A little off topic, but for a while now I've been hoping to start up a Catholic Prepper's group at this forum. So if you're Catholic, (Catholics only) here's the invite.


----------



## Smitty901 (Nov 16, 2012)

Two hardest things for mankind to understand. Hell and how to avoid it. We are all headed there. The detour is simple the saving grace of Christ , just so hard for mankind to except. It is just to easy. When you die in Christ there are no sins to be judged, they are forgiven, forgotten . If there were another way we would not have needed the Saviour . I will not stand before God to be judged. I have already been judge and found guilty, it is the Saviour that wipes them away, then I will stand before God with out fault.


----------



## Camel923 (Aug 13, 2014)

The Pope said there is no hell. 
The Cardinals deny he said it. 

Then chunks of plaster fall from the ceiling of St Peter’s Basilica, witnessed by tourists.

Interesting that all of this happened the day before Good Friday, in front of Michelangelo's Pieta sculpture - depicting Mary holding the crucified body of Jesus, who died to remove original sin, giving us the choice between heaven and hell.

You make the call. 

Happy Easter.

Pope Declares No Hell

Vatican Denies Pope Said There Is No Hell

Plaster chunks from St Peter's ceiling rain on worshippers...


----------



## sideKahr (Oct 15, 2014)

Hey @Annie I seem to remember from catechism class, that Catholics MUST believe when the Pope speaks, he is the representative of Christ on earth, and he cannot make an error. Doesn't that open a can of worms.


----------



## RJAMES (Dec 23, 2016)

This is false. Pope has said it is false and that he never said anything like that. This is not a news article it is a blog .


----------



## Urinal Cake (Oct 19, 2013)

Well in Mathews, Jesus warns of Hell endlessly ..
This Pope is a Communist and a heathen. Do they ever remove a Pope?


----------



## Urinal Cake (Oct 19, 2013)

RJAMES said:


> This is false. Pope has said it is false and that he never said anything like that. This is not a news article it is a blog .


Umm, it's called Back Pedaling....He said it and his self avowed atheist "Friend" leaked his conversation, perhaps with a wink and a nod from His Holiness.


----------



## Notold63 (Sep 18, 2016)

The Pope has never been in Chicago during an August heat wave.


----------



## Slippy (Nov 14, 2013)

To the OP, I give not 1 shat what this pope or any other pope says.



Annie said:


> A little off topic, but for a while now I've been hoping to start up a Catholic Prepper's group at this forum. So if you're Catholic, (Catholics only) here's the invite.


To @Annie s post,

Why only Catholics? Just curious.


----------



## 6811 (Jan 2, 2013)

RedLion said:


> Says the false commie prophet on his way to the nether regions.
> 
> https://www.cnsnews.com/blog/michael-w-chapman/pope-francis-there-no-hell


Does this mean I could do whatever the hell I want and still go to heaven?

● Supplied data:
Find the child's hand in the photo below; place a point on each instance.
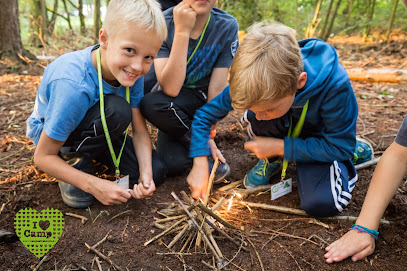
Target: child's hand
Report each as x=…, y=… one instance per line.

● To be done: Reproduce the stretch of the forum thread above that opens with the words "## Camel923 (Aug", stopping after the words "Happy Easter.".

● Reply to the task:
## Camel923 (Aug 13, 2014)

The Pope said there is no hell. 
The Cardinals deny he said it. 

Then chunks of plaster fall from the ceiling of St Peter’s Basilica, witnessed by tourists.

Interesting that all of this happened the day before Good Friday, in front of Michelangelo's Pieta sculpture - depicting Mary holding the crucified body of Jesus, who died to remove original sin, giving us the choice between heaven and hell.

You make the call. 

Happy Easter.